#### TASK GOAL
Starting at the line that contains "of the cave" and continuing through the last line of the data below, rewrite those lines with "instance" swapped for "occurrence" at every occurrence. Leave all other text unchanged.

### RECORD EXCERPTS

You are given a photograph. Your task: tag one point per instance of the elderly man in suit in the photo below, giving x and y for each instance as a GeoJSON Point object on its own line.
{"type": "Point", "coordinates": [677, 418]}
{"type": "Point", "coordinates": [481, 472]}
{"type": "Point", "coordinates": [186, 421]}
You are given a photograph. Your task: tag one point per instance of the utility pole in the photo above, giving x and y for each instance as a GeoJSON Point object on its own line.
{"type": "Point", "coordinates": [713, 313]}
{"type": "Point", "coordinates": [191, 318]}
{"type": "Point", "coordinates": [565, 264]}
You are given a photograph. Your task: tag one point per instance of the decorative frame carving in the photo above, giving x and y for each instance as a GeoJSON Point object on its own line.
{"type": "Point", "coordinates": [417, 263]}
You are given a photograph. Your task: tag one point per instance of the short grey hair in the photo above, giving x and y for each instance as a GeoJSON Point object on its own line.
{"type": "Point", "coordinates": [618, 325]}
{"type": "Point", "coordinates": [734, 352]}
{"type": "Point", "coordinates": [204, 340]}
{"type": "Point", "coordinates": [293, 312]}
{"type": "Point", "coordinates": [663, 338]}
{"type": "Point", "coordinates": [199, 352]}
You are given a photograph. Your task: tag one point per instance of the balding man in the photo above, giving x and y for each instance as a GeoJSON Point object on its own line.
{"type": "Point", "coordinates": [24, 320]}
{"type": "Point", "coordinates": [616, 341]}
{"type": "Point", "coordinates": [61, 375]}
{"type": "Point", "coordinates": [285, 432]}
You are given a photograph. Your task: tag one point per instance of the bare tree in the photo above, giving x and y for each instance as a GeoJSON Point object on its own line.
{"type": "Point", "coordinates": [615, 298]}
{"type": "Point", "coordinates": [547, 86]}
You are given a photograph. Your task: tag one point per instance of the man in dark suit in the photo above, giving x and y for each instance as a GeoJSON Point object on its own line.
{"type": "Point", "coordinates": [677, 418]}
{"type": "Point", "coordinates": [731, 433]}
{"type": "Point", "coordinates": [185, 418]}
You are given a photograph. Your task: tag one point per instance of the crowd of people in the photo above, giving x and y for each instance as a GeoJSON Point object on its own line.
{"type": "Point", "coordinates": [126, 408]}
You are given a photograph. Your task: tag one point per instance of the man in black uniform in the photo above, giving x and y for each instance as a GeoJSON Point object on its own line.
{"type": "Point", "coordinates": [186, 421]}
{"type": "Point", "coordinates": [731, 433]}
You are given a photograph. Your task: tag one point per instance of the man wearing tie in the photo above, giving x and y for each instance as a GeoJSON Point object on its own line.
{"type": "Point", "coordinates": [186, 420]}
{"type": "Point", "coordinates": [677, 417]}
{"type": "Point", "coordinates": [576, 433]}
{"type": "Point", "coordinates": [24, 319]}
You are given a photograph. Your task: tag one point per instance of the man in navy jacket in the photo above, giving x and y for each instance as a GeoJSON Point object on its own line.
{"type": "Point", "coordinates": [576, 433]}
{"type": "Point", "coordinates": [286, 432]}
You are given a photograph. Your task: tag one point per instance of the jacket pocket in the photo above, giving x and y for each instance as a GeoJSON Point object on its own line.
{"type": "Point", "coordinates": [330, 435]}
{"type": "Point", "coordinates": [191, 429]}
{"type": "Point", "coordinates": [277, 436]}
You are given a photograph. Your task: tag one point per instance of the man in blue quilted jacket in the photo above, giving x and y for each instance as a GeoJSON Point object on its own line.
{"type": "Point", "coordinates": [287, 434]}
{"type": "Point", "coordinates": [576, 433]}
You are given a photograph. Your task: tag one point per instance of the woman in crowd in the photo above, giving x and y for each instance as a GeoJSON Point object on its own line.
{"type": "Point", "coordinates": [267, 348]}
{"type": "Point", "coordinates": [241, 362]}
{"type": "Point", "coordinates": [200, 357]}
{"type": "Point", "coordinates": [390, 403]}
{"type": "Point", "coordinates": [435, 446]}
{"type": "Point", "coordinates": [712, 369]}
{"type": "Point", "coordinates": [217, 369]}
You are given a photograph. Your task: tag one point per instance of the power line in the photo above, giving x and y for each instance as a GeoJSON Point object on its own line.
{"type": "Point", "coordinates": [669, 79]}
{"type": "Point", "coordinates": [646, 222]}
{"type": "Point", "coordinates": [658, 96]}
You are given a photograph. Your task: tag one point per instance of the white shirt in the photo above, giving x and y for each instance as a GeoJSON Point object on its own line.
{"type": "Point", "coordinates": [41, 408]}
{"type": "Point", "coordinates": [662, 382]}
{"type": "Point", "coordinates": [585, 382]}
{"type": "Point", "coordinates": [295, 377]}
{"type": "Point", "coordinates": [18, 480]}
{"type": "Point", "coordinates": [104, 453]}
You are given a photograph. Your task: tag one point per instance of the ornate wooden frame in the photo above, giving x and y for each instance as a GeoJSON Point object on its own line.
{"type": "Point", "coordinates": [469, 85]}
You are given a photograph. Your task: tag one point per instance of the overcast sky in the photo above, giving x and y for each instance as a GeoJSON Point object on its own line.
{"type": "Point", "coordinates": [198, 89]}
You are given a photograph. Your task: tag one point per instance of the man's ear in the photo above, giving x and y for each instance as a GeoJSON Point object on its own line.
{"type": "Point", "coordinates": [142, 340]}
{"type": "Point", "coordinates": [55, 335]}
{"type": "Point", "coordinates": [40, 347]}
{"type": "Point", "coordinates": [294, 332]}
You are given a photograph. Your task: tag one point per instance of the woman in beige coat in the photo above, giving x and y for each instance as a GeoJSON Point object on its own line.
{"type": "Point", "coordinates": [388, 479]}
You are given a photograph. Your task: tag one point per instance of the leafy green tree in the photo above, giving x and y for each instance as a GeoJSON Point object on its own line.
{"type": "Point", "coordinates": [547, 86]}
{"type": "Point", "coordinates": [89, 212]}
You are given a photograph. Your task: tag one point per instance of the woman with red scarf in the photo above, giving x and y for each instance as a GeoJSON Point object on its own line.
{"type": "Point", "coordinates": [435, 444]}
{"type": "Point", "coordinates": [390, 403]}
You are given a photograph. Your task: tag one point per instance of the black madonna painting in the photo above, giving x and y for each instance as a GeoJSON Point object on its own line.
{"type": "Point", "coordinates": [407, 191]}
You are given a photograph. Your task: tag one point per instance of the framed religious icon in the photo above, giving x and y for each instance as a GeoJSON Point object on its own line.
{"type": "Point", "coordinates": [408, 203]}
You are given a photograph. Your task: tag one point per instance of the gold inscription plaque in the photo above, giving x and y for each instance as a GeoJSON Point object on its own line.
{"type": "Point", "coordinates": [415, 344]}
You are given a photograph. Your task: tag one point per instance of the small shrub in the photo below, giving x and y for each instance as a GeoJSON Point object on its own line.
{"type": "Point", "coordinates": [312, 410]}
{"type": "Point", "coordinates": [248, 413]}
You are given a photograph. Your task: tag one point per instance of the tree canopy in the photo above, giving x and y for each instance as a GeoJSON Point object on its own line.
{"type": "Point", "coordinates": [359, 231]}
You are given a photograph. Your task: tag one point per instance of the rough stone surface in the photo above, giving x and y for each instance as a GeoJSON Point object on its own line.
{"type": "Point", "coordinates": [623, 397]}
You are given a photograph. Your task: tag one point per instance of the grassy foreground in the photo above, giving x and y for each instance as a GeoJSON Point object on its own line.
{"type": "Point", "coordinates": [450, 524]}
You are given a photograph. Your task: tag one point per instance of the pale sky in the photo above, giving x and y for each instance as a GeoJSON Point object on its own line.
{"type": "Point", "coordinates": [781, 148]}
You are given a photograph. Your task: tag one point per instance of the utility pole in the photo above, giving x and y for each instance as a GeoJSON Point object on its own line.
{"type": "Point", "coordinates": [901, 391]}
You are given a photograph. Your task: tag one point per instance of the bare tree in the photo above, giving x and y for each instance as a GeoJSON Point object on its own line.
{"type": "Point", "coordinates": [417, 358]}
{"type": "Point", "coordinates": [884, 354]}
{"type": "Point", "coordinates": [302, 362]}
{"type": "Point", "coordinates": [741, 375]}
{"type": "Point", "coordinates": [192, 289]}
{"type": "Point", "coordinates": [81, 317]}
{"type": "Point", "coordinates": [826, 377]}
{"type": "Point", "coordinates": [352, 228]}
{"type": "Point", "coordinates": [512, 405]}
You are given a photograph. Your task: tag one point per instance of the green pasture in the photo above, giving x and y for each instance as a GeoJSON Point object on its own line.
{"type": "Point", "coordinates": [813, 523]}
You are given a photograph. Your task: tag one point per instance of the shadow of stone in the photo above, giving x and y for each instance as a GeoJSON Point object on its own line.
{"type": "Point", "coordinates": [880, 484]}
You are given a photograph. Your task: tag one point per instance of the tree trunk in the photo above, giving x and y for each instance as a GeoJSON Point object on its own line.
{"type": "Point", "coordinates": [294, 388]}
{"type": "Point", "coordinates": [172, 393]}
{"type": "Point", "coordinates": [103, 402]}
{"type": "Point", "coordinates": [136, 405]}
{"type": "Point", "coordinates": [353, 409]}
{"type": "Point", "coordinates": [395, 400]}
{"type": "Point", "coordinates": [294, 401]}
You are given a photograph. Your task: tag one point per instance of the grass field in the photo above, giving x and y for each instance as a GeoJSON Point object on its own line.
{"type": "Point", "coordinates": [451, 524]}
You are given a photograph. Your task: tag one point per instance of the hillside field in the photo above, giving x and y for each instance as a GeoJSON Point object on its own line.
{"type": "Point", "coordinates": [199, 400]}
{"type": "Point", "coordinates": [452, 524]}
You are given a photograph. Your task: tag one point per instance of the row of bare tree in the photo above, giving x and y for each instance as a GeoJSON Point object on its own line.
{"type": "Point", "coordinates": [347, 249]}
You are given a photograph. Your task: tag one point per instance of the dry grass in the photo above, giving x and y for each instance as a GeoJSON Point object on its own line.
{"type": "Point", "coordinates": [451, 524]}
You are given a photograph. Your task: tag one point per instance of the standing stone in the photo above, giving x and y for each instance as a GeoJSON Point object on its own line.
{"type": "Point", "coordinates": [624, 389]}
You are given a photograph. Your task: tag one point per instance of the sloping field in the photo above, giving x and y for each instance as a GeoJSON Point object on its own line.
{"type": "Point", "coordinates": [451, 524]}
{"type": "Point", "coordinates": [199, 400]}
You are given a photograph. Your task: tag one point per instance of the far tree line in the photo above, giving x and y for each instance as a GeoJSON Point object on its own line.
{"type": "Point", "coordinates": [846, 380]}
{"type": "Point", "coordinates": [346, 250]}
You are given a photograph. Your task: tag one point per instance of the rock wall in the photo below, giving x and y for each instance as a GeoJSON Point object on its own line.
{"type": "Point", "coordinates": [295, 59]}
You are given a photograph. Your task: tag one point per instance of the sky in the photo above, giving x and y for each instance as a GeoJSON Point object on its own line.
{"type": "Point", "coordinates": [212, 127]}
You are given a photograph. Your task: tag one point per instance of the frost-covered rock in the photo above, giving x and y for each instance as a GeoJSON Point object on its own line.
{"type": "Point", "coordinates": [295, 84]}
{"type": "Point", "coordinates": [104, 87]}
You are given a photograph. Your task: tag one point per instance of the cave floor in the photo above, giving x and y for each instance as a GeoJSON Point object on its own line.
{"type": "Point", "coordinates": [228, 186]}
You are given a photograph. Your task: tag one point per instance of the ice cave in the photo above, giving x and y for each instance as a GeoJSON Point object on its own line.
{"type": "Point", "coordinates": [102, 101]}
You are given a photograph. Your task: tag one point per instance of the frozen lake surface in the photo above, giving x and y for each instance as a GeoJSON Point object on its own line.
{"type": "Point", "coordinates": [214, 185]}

######

#### ANSWER TO THIS TASK
You are given a photograph. Your task: tag one point per occurrence of the cave floor in the photo above, giving x and y for each occurrence as a GeoJSON Point object on its own line.
{"type": "Point", "coordinates": [228, 186]}
You are given a photograph. Your task: tag one point per occurrence of the ice cave in the photo above, giving x and y for each occurrence as a GeoJSON Point object on its own line.
{"type": "Point", "coordinates": [102, 101]}
You are given a photograph. Your task: tag one point per occurrence of the frozen lake surface in the photo above, giving x and y for each occurrence as a GeoJSON Point object on its own line.
{"type": "Point", "coordinates": [214, 185]}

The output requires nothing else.